- Source text -
....
I just can’t believe that I did that and not only messed up once with the time but twice with it, with in no time at all.

The therapist said her husband said something about her being home early. She said yeah she got there really early then came back in a little bit and it was still early. She said she told him I had all the kids with me, I looked frazzled and just had that look. She said she told him you know that look I get when I’m just done and that’s it. He said OH that look yeah probably better to skip it for the day. I wouldn’t not have skipped it but I knew that she had no one after us and that she could leave and go home. If she had people coming after us and was going to sit an hour just waiting then I would have went back to the part and waited or sat there and waited.

We never miss and if we have to I let her know a week or two before most the time. If not at least a few days. There was one time we didn’t show and I didn’t call her she waited because I got stuck in a test for school. I couldn’t leave to call her or take him. There was once I was having a day about like Wednesday but we hadn’t even gotten out of the house that day and it had been two or three days like that not just one. I text her that morning and said it’s a day a really bad day and we are not coming. Everything is fine everyone is fine but getting there just isn’t going to happen today. There has been times she has text and ask if we can change days or times with another family because they can’t make it at their normal time but can at ours. Sine we have been homeschooling she knows we are really flexible to when we can come in vs kids in school. I don’t mind because she will change things for us if she needs to or if something like the other day happens she don’t flip and you missed if you miss any more or you have to pay a big fee and things. We all work around each other. She has worked with my Big Boy since he was 2 years old so she knows us really well it’s more like friends or family. She says all the time she wish that her son and mine could play together because they get along so well. They use to go to school together so they know each other and were friends. But with him seeing her and things she can’t set up get together s and things.
....
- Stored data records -

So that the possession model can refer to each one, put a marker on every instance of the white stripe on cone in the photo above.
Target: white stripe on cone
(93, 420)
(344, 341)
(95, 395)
....
- Exercise description -
Answer these questions from the account of the therapy appointments:
(a) According to the therapist, what did her husband say after she described "that look"?
(b) What kept the family from showing up or calling on the one occasion they missed without notice?
(c) Since what age has the therapist worked with Big Boy?
The records are separate material and have no connection to the text.

- Response to this task -
(a) He said it was probably better to skip it for the day.
(b) The writer was stuck in a test for school.
(c) Since he was 2 years old.